_Work to complete_. Using the entries that follow, report how many lines contain the word "below". Only the number is wanted.

_Records from a data collection_.
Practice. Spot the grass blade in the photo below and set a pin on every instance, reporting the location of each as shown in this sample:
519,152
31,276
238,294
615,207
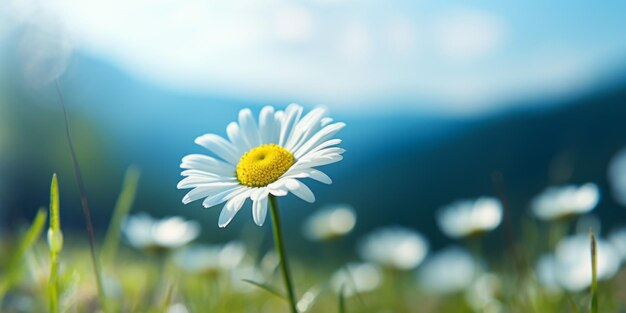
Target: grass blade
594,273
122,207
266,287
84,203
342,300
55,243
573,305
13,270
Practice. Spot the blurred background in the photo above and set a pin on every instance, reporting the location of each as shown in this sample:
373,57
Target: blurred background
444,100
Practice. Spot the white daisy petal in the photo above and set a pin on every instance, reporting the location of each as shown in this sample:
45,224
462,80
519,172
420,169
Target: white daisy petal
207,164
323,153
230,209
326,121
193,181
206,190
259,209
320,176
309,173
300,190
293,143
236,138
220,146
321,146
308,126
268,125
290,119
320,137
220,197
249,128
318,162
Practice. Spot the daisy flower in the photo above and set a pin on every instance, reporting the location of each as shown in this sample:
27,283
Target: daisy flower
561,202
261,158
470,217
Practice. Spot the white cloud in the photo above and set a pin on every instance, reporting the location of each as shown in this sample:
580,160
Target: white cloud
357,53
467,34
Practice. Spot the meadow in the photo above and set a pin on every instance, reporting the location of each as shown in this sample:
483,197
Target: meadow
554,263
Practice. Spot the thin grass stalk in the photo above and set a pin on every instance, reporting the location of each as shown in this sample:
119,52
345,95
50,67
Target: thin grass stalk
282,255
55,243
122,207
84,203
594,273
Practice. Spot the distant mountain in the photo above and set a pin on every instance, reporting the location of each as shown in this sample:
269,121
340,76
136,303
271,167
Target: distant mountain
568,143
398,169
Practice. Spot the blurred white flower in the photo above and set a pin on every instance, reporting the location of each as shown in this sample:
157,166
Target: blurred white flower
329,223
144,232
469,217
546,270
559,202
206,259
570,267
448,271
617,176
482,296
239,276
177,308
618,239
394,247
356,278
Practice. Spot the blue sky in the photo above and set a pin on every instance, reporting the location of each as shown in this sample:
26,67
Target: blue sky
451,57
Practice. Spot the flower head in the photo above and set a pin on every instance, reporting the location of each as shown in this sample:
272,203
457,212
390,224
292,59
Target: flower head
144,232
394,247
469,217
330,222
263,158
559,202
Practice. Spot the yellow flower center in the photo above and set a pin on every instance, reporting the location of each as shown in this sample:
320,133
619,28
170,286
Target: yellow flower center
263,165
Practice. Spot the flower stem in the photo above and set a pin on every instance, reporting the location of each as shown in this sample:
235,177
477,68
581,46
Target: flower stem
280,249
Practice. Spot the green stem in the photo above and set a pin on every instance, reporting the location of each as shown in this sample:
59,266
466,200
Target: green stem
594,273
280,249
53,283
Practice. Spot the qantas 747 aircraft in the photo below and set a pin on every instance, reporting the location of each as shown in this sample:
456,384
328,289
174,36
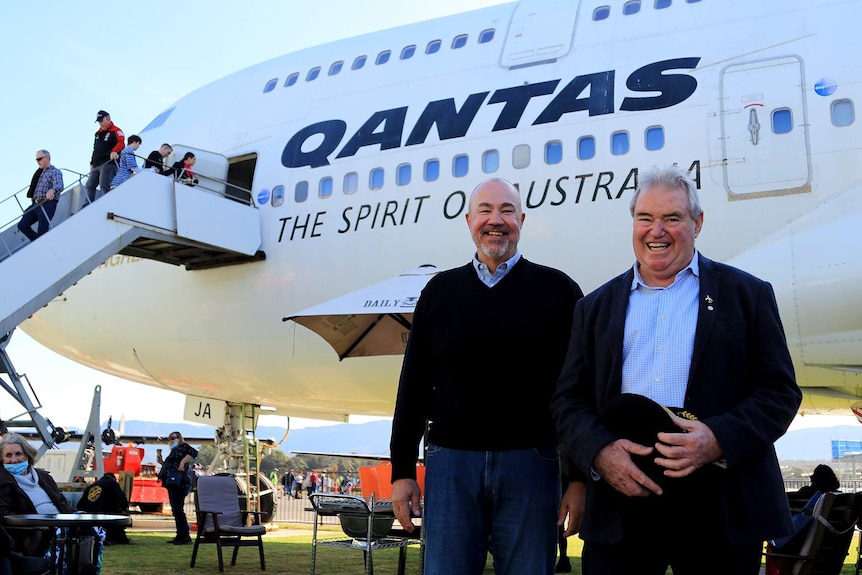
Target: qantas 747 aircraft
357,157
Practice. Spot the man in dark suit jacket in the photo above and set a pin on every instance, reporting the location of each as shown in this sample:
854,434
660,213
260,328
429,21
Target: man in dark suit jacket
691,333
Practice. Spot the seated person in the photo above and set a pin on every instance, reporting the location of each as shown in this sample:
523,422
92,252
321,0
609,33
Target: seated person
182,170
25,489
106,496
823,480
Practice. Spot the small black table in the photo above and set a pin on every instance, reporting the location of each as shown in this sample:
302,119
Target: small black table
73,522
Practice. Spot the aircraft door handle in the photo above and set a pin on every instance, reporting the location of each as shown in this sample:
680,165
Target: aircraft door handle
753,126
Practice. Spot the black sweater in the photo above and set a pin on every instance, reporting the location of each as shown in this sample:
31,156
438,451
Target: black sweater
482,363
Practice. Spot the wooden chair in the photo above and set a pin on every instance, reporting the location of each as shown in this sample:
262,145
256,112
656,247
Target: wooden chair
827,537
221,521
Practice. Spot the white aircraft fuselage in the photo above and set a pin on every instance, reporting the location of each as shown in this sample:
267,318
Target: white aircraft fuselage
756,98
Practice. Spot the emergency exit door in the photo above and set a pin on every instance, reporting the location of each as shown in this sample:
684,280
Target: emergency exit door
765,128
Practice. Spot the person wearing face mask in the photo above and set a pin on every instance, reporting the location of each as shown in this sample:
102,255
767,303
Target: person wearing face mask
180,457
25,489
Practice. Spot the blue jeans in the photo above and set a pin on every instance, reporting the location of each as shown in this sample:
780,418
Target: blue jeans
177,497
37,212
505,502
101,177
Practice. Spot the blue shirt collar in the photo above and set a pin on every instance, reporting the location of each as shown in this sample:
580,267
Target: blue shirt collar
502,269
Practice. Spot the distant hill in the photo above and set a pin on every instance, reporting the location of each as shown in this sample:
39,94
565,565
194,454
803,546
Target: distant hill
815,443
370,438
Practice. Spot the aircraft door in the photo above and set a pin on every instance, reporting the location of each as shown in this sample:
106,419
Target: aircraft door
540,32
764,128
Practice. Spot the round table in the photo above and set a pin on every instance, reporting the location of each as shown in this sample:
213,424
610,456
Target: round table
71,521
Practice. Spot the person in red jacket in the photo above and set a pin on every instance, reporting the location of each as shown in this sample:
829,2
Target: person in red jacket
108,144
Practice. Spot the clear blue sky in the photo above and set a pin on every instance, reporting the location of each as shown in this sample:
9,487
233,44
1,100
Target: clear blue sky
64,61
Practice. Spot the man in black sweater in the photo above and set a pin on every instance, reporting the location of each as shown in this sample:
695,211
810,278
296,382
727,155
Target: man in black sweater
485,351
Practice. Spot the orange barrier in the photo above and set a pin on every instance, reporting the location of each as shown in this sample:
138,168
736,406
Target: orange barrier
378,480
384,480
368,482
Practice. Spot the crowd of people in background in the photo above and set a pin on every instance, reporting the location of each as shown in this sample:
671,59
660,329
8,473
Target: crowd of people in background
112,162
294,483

==

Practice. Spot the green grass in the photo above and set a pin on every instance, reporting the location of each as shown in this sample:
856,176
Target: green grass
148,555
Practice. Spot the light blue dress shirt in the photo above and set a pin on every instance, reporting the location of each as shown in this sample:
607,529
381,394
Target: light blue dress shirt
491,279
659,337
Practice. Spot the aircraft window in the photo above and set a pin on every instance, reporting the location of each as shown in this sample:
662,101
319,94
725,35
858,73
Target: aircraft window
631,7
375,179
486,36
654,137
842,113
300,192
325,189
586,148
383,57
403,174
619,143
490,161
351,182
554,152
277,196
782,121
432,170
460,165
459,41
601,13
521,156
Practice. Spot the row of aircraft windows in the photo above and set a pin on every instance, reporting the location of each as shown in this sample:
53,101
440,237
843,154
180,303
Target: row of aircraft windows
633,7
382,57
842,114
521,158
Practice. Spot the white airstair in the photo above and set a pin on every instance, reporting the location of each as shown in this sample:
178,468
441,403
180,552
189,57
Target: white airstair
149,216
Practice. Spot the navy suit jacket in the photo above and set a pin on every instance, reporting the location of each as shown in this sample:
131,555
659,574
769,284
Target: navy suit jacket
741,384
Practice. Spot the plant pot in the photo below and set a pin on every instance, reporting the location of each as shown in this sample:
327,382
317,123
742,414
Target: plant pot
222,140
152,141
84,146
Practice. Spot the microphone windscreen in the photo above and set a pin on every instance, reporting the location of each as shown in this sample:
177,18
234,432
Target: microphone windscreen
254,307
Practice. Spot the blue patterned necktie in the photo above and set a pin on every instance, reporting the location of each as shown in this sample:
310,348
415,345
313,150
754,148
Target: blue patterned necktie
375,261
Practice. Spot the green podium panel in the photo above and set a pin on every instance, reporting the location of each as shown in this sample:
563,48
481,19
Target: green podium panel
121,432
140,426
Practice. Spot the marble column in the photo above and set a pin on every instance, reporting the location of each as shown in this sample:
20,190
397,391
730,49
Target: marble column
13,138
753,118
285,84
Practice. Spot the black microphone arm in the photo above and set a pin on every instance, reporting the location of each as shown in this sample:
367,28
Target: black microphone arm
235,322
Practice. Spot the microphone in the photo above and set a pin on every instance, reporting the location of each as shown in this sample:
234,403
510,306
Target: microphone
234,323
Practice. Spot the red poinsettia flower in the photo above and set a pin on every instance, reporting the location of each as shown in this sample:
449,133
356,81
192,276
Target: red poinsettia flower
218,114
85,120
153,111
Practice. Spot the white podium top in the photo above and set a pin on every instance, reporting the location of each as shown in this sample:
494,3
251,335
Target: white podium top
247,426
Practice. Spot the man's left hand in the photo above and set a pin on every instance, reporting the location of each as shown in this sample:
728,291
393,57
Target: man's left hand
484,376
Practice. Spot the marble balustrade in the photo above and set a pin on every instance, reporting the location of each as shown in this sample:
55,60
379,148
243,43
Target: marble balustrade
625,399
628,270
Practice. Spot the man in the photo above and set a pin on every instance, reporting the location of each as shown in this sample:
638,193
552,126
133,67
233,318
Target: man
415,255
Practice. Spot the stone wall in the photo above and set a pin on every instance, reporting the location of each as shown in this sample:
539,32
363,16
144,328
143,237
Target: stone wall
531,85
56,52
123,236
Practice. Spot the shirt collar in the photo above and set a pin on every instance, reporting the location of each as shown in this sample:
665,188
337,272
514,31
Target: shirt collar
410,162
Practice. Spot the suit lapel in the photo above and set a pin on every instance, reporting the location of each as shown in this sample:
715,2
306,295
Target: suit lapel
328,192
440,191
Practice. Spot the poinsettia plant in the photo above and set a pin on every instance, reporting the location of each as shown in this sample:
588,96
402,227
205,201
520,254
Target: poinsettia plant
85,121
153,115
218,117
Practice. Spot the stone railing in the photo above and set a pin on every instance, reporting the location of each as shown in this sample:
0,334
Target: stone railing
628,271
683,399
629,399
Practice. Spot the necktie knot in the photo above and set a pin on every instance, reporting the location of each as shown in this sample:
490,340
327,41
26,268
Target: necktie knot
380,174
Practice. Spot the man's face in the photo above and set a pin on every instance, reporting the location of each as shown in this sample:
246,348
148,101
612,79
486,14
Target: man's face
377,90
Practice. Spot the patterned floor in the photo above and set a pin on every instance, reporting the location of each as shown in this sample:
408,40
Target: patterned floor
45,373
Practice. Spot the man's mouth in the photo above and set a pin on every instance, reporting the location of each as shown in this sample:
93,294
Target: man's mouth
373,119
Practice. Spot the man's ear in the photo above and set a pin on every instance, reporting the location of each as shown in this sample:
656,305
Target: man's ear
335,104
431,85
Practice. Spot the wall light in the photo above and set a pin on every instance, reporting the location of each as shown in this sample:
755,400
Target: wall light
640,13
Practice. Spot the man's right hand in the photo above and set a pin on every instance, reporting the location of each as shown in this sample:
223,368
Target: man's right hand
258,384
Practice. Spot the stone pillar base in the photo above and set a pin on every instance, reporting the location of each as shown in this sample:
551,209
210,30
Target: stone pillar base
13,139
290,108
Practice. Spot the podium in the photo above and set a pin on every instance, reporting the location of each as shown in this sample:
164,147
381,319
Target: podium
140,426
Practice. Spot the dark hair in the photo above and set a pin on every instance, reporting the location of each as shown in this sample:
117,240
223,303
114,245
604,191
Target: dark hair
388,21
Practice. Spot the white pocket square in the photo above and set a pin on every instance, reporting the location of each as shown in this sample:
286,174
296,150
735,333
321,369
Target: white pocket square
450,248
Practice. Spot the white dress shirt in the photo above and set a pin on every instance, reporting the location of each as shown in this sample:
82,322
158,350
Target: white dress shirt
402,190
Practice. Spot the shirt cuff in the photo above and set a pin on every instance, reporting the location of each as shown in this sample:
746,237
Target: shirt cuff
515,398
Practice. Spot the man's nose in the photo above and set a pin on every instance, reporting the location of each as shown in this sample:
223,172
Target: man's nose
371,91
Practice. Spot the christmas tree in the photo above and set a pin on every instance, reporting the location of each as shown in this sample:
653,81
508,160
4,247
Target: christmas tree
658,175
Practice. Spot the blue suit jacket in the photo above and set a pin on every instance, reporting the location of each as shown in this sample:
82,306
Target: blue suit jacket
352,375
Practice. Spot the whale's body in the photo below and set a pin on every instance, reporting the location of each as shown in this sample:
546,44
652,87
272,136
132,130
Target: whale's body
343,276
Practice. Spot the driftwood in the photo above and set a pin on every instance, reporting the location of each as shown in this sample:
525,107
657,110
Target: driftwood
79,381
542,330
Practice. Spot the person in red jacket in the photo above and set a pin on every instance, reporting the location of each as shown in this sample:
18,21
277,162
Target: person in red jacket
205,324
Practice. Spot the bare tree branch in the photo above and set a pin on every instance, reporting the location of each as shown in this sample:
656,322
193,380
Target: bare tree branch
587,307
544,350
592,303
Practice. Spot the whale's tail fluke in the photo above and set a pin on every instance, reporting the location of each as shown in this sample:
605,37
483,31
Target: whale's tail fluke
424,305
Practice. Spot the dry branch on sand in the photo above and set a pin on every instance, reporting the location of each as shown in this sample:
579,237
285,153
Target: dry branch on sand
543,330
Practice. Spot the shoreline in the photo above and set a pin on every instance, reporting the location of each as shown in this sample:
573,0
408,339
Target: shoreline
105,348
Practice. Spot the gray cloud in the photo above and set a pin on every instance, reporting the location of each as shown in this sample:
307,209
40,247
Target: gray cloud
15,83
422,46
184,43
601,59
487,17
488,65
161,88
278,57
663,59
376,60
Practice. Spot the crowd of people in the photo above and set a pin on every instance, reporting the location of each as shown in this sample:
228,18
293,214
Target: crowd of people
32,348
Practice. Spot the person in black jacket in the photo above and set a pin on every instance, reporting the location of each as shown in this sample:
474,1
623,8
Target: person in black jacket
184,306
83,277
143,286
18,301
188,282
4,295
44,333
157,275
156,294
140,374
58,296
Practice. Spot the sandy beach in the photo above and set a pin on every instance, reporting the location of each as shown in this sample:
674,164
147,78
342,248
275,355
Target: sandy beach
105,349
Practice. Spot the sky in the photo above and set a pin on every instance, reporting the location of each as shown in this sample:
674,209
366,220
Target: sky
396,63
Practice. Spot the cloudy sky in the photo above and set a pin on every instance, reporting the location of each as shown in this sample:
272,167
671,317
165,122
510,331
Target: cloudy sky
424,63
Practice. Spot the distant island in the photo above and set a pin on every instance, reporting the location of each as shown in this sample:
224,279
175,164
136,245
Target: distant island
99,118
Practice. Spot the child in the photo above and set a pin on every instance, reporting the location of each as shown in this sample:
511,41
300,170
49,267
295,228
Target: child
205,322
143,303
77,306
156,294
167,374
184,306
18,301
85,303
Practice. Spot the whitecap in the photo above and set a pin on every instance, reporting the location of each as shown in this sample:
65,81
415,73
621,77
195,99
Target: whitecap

---

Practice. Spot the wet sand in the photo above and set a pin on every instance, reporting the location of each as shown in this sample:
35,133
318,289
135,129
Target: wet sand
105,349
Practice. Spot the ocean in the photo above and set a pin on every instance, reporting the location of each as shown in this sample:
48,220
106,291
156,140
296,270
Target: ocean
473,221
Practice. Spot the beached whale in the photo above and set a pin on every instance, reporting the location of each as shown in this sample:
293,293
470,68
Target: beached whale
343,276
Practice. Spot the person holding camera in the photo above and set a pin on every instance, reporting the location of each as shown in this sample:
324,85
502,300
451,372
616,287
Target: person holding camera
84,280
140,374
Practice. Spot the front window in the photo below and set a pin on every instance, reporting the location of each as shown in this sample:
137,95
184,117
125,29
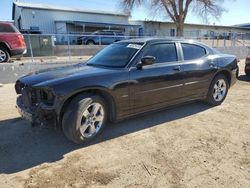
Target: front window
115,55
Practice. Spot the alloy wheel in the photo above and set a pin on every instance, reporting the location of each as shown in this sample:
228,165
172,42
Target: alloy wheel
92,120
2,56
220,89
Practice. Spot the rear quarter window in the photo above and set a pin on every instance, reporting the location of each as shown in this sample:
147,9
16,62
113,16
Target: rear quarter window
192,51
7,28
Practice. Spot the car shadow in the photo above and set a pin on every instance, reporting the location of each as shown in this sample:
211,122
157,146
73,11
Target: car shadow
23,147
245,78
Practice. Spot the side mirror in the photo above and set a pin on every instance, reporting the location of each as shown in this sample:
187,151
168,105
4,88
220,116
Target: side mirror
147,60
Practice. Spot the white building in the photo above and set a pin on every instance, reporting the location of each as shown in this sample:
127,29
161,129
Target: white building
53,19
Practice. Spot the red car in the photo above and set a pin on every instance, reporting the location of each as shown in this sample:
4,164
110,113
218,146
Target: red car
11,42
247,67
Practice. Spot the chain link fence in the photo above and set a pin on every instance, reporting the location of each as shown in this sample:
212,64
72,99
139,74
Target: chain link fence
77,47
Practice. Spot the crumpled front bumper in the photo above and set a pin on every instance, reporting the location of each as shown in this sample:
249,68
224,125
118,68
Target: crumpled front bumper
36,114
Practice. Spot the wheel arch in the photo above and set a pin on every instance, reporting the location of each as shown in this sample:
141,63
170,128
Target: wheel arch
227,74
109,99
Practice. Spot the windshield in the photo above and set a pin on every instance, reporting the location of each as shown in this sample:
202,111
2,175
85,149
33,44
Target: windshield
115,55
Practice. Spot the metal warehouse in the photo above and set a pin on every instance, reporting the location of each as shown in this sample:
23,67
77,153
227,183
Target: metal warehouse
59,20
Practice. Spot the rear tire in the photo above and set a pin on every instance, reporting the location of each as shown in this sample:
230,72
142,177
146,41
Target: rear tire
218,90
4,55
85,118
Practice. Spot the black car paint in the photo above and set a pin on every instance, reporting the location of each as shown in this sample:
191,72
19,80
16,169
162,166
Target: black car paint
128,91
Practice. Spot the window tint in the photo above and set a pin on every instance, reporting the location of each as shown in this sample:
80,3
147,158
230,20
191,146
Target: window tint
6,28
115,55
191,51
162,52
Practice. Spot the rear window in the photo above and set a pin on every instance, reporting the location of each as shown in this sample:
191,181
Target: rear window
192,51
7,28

_Answer box_. 5